→ **Job A**
Rewrite the lines of the listing between the lines holding "Could you help me find the weathered" and "column 458, row 168", inclusive, as a Markdown table with the columns "No." and "Line". Leave out blank lines.

→ **Document passage**
----

[flang-commits] [flang] 6038fd4 - [flang][cuda] Lower atomiccas, atomicxor and atomicexch (#128242)
via flang-commits
flang-commits at lists.llvm.org
Fri Feb 21 15:12:56 PST 2025
Author: Valentin Clement (バレンタイン クレメン)
Date: 2025-02-21T15:12:52-08:00
New Revision: 6038fd44d4007d818ab024c2d3a18ef8006d2cff
URL: https://github.com/llvm/llvm-project/commit/6038fd44d4007d818ab024c2d3a18ef8006d2cff
DIFF: https://github.com/llvm/llvm-project/commit/6038fd44d4007d818ab024c2d3a18ef8006d2cff.diff
LOG: [flang][cuda] Lower atomiccas, atomicxor and atomicexch (#128242)
Lower atomiccas, atomicxor and atomicexch to corresponding llvm atomic
operations.

----

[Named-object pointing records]
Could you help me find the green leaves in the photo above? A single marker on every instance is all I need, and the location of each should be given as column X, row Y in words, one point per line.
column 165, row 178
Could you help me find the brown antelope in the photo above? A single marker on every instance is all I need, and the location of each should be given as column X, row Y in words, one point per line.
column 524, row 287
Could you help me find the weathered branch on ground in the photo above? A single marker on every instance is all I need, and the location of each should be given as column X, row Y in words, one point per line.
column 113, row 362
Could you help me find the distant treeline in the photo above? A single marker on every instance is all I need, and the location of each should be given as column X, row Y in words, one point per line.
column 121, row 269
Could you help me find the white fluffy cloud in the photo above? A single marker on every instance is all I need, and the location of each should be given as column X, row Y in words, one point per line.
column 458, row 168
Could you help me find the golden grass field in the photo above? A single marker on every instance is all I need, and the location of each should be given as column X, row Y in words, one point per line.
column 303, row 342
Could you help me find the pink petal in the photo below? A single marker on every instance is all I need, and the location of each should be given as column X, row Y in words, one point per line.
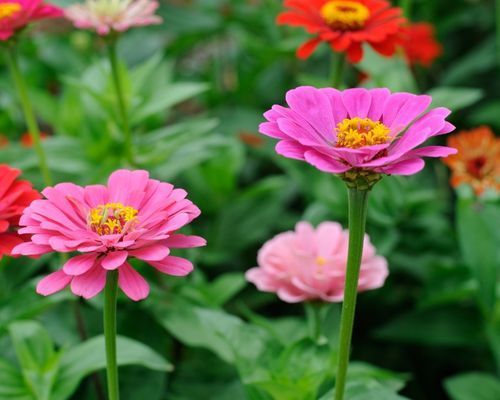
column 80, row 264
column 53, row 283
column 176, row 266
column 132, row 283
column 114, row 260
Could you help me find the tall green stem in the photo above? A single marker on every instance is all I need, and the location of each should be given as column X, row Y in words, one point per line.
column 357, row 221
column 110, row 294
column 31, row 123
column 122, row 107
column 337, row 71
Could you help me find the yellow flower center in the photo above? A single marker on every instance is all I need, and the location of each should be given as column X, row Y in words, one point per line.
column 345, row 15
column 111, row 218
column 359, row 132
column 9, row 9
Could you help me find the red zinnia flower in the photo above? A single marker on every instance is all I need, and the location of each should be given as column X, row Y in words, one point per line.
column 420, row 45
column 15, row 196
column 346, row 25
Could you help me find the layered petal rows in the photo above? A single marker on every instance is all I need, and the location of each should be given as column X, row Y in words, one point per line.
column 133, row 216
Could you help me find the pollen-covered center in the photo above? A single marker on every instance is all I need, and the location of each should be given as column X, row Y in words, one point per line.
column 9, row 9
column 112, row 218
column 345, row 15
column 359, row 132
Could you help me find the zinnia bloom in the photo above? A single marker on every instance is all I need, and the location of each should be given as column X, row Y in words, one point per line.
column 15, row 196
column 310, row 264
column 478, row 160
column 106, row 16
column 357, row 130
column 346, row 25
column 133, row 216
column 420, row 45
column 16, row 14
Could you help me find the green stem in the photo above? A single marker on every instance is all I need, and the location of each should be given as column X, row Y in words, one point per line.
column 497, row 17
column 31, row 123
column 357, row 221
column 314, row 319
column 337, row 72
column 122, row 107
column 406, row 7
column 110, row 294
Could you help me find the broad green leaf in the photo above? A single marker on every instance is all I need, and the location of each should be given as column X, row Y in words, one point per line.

----

→ **Job B**
Reproduce the commit notice from "Date: 2025-02-21T15:12:52-08:00" through "operations.", inclusive, renaming "atomicexch" to "atomicswap".

→ **Exercise output A**
| No. | Line |
|---|---|
| 1 | Could you help me find the weathered branch on ground in the photo above? A single marker on every instance is all I need, and the location of each should be given as column X, row Y in words, one point per line. |
| 2 | column 113, row 362 |
| 3 | Could you help me find the distant treeline in the photo above? A single marker on every instance is all I need, and the location of each should be given as column X, row Y in words, one point per line. |
| 4 | column 121, row 269 |
| 5 | Could you help me find the white fluffy cloud in the photo above? A single marker on every instance is all I need, and the location of each should be given as column X, row Y in words, one point per line. |
| 6 | column 458, row 168 |

→ **Exercise output B**
Date: 2025-02-21T15:12:52-08:00
New Revision: 6038fd44d4007d818ab024c2d3a18ef8006d2cff
URL: https://github.com/llvm/llvm-project/commit/6038fd44d4007d818ab024c2d3a18ef8006d2cff
DIFF: https://github.com/llvm/llvm-project/commit/6038fd44d4007d818ab024c2d3a18ef8006d2cff.diff
LOG: [flang][cuda] Lower atomiccas, atomicxor and atomicswap (#128242)
Lower atomiccas, atomicxor and atomicswap to corresponding llvm atomic
operations.